**PROBLEM TO SOLVE:** Transcribe the whole listing exactly; the images stay out.

**SOURCE MATERIAL:**
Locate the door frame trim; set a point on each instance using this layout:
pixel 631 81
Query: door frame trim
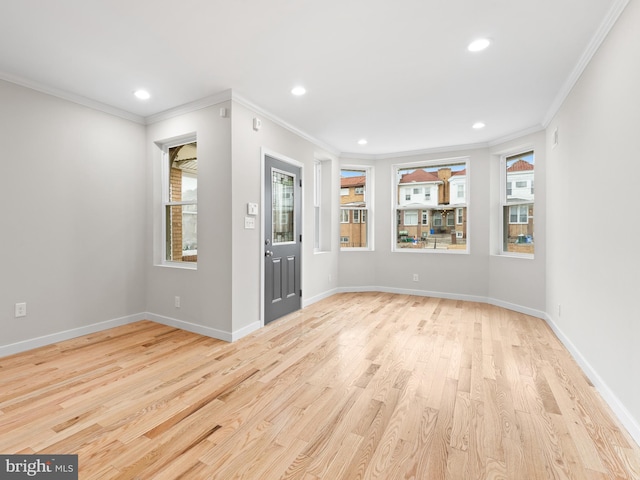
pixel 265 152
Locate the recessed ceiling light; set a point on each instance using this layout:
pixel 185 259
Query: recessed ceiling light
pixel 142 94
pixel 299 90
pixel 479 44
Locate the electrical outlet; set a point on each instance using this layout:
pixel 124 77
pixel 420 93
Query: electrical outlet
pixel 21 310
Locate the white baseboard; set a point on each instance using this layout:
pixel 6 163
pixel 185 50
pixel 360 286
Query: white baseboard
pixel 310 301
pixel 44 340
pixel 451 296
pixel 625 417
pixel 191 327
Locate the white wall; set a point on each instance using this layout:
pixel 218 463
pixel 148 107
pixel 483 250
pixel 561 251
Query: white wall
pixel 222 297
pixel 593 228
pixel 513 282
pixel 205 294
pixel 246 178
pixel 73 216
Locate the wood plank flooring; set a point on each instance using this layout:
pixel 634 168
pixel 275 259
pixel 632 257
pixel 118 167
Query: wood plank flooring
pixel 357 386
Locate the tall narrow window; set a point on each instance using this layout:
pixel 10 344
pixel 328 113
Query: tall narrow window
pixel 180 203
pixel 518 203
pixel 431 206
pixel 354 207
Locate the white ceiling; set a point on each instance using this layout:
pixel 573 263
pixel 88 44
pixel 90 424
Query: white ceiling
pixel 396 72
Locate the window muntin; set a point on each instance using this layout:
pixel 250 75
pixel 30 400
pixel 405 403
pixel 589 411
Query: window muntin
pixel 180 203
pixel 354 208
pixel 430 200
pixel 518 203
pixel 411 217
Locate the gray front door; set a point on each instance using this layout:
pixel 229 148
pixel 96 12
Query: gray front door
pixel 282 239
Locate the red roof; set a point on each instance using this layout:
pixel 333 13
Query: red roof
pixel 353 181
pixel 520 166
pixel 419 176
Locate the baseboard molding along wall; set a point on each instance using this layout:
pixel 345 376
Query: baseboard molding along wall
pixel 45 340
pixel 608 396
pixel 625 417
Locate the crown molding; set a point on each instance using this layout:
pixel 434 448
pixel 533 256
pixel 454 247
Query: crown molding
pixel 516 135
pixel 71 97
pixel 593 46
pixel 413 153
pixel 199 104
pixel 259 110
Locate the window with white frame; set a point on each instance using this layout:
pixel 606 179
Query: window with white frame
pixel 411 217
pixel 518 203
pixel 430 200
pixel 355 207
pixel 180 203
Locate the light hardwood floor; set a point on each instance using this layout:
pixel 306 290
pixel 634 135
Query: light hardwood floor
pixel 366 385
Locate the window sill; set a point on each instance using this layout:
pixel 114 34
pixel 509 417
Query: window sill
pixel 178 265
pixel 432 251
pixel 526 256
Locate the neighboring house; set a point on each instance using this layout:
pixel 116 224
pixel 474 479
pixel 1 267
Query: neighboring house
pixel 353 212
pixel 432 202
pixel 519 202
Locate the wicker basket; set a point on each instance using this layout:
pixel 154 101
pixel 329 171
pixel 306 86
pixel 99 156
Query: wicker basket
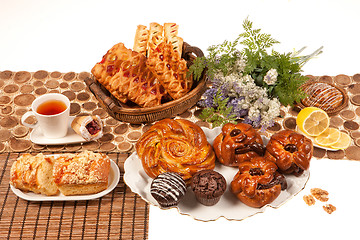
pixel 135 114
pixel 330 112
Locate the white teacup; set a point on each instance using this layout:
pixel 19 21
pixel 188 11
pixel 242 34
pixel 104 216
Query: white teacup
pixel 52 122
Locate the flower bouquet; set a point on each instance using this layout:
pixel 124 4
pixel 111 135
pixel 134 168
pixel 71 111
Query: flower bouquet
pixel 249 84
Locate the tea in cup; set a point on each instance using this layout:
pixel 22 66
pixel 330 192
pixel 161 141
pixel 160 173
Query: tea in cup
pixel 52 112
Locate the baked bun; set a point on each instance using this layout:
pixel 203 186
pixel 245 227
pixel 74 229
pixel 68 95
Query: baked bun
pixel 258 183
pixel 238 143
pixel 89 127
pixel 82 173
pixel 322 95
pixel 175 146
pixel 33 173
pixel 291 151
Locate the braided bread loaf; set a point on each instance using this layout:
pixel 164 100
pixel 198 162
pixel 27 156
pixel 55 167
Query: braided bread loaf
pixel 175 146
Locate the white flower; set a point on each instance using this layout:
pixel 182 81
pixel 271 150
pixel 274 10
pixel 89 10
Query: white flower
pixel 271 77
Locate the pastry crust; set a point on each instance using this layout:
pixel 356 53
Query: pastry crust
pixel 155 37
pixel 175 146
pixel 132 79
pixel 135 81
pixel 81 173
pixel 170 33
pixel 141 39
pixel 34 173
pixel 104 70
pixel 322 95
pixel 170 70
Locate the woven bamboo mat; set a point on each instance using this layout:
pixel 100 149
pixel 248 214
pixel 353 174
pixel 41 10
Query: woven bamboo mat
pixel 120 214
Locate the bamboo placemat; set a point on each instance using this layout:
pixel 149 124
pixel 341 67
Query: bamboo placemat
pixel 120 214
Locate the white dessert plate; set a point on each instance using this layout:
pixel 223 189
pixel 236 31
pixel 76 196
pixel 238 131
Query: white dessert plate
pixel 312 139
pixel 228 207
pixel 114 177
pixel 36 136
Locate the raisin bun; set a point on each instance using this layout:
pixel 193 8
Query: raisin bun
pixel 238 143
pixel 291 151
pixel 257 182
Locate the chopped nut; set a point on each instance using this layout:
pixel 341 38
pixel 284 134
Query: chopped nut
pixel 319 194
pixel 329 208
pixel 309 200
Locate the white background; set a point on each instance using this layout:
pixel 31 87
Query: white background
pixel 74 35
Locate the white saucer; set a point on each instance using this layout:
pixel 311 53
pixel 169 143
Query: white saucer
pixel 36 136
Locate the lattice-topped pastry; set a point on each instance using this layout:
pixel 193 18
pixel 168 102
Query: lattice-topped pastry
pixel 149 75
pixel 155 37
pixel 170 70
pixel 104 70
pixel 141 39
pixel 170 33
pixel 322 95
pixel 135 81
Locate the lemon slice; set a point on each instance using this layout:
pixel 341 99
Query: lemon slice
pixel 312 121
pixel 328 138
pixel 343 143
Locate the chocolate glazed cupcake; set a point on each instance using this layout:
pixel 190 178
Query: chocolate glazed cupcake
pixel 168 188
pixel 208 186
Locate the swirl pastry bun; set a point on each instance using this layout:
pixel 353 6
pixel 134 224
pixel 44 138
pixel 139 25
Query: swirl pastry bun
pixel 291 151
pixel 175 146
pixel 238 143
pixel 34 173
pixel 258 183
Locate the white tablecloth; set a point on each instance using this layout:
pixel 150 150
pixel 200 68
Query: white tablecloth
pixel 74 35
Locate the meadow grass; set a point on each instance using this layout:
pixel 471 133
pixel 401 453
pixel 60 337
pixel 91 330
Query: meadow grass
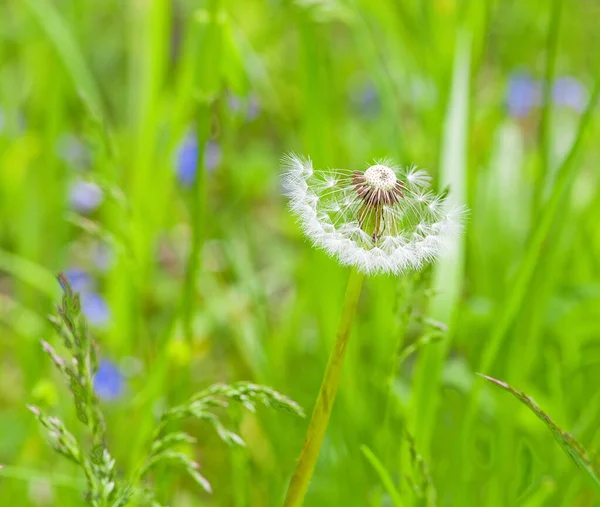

**OUTPUT OF THE TASK:**
Locate the door frame trim; set a point on each instance using this layout:
pixel 631 81
Query: door frame trim
pixel 265 152
Locate the recessed ceiling light; set a point on each instance using this layout:
pixel 185 259
Query: recessed ceiling light
pixel 142 94
pixel 299 90
pixel 479 44
Locate the electrical outlet; set a point on each instance using this layout:
pixel 124 77
pixel 420 93
Query: electrical outlet
pixel 21 310
Locate the white baseboard; set a point on each instance using this layout:
pixel 6 163
pixel 185 50
pixel 360 286
Query: white baseboard
pixel 310 301
pixel 44 340
pixel 451 296
pixel 625 417
pixel 191 327
Locate the white wall; set a point on each instance using this layout:
pixel 218 463
pixel 148 107
pixel 483 250
pixel 561 251
Query: white wall
pixel 222 297
pixel 593 228
pixel 513 282
pixel 205 294
pixel 246 178
pixel 73 216
Locate the wood plank flooring; set a point on each instance using this layout:
pixel 634 168
pixel 275 259
pixel 632 257
pixel 118 167
Query: wood plank flooring
pixel 357 386
Locate the tall narrow window; set a point on each instance using this layout:
pixel 10 344
pixel 328 113
Query: tall narrow window
pixel 180 203
pixel 518 203
pixel 431 206
pixel 354 207
Locate the white ceiling; set a point on each instance using this layout:
pixel 573 263
pixel 88 44
pixel 90 424
Query: white ceiling
pixel 396 72
Locate the window muntin; set a point on each instance using this layout:
pixel 250 75
pixel 30 400
pixel 405 403
pixel 589 411
Query: window muntin
pixel 180 203
pixel 354 208
pixel 430 200
pixel 518 203
pixel 411 217
Locate the gray front door; set a point on each instance using this layout:
pixel 229 148
pixel 96 12
Query: gray front door
pixel 282 239
Locate the red roof; set a point on each instance using this layout:
pixel 333 13
Query: red roof
pixel 353 181
pixel 520 166
pixel 419 176
Locate the baseboard molding along wall; set a point on each instance using this layout:
pixel 345 376
Query: baseboard molding along wall
pixel 45 340
pixel 608 396
pixel 625 417
Locate the crown molding; set a point on each instance using this layout:
pixel 434 448
pixel 533 256
pixel 454 247
Query: crown molding
pixel 516 135
pixel 71 97
pixel 593 46
pixel 413 153
pixel 199 104
pixel 259 110
Locate the window with white frame; set a point on each instance using this layout:
pixel 606 179
Query: window with white frame
pixel 411 217
pixel 518 203
pixel 430 200
pixel 355 207
pixel 180 203
Locate the light hardwood floor; set a point on each instance using this layout:
pixel 306 290
pixel 634 135
Query: light hardwood floor
pixel 366 385
Locate the window sill; set a point on each instance using this layout:
pixel 114 34
pixel 509 417
Query: window sill
pixel 178 265
pixel 432 251
pixel 526 256
Locate the neighboring house; set a point on each instance using this layout:
pixel 116 224
pixel 474 479
pixel 1 267
Query: neighboring house
pixel 353 212
pixel 432 202
pixel 519 202
Locate the wicker basket; set a point on each instance using this layout:
pixel 154 101
pixel 329 171
pixel 306 86
pixel 99 156
Query: wicker basket
pixel 135 114
pixel 330 112
Locate the white teacup; set a point on each instance using this layout:
pixel 19 21
pixel 188 11
pixel 242 34
pixel 104 216
Query: white teacup
pixel 52 122
Locate the flower bouquet; set a point on each instance using this layout:
pixel 124 4
pixel 111 135
pixel 134 168
pixel 71 111
Query: flower bouquet
pixel 249 84
Locate the tea in cup; set a point on each instance using this layout:
pixel 22 66
pixel 330 192
pixel 161 141
pixel 160 173
Query: tea in cup
pixel 52 112
Locate the baked bun; set a point on each instance using this layout:
pixel 203 186
pixel 245 227
pixel 74 229
pixel 68 95
Query: baked bun
pixel 258 183
pixel 238 143
pixel 89 127
pixel 82 173
pixel 322 95
pixel 175 146
pixel 33 173
pixel 291 151
Locate the braided bread loaf; set a point on each instance using this layout:
pixel 164 100
pixel 198 162
pixel 27 156
pixel 55 167
Query: braided bread loaf
pixel 175 146
Locate the white flower; set a point on each instance using this layout:
pixel 182 81
pixel 271 150
pixel 274 10
pixel 89 10
Query: white flower
pixel 271 77
Locate the pastry crust; set a point on each instance using this layout:
pixel 356 53
Query: pastry crust
pixel 155 37
pixel 175 146
pixel 132 79
pixel 135 81
pixel 81 173
pixel 170 33
pixel 141 39
pixel 34 173
pixel 104 70
pixel 322 95
pixel 170 70
Locate the woven bamboo mat; set a point on each instance using this layout:
pixel 100 149
pixel 248 214
pixel 353 174
pixel 41 10
Query: woven bamboo mat
pixel 120 214
Locate the bamboo placemat; set a point on each instance using this layout:
pixel 149 124
pixel 341 67
Query: bamboo placemat
pixel 120 214
Locate the white dessert plate; set a point on each instance using this layout:
pixel 223 189
pixel 236 31
pixel 76 196
pixel 238 131
Query: white dessert plate
pixel 312 139
pixel 228 207
pixel 114 177
pixel 36 136
Locate the raisin bun; set a point on each instance using this layout:
pixel 193 8
Query: raisin bun
pixel 238 143
pixel 291 151
pixel 257 182
Locate the chopped nut; set a point on each instance using this layout:
pixel 341 38
pixel 284 134
Query: chopped nut
pixel 319 194
pixel 329 208
pixel 309 200
Locate the white background; set a point on each instance using this layout:
pixel 31 87
Query: white background
pixel 74 35
Locate the white saucer; set a point on each instance using this layout:
pixel 311 53
pixel 169 143
Query: white saucer
pixel 36 136
Locate the lattice-topped pastry; set a point on each instance using this layout:
pixel 193 18
pixel 168 102
Query: lattice-topped pastry
pixel 149 75
pixel 155 37
pixel 170 70
pixel 104 70
pixel 141 39
pixel 170 33
pixel 322 95
pixel 135 81
Locate the lemon slice; set a point on each instance using this layout:
pixel 341 99
Query: lemon slice
pixel 312 121
pixel 328 138
pixel 343 143
Locate the chocolate glazed cupcake; set a point on each instance using this layout:
pixel 190 178
Query: chocolate glazed cupcake
pixel 168 188
pixel 208 186
Locate the swirl pastry bun; set a point on each instance using this layout:
pixel 353 6
pixel 134 224
pixel 44 138
pixel 139 25
Query: swirl pastry bun
pixel 291 151
pixel 175 146
pixel 238 143
pixel 34 173
pixel 258 183
Locate the white tablecloth; set a point on each instance using this layout:
pixel 150 150
pixel 200 68
Query: white tablecloth
pixel 74 35
Locate the meadow grass; set a point on each instance using this layout:
pixel 471 133
pixel 401 453
pixel 60 337
pixel 91 330
Query: meadow grass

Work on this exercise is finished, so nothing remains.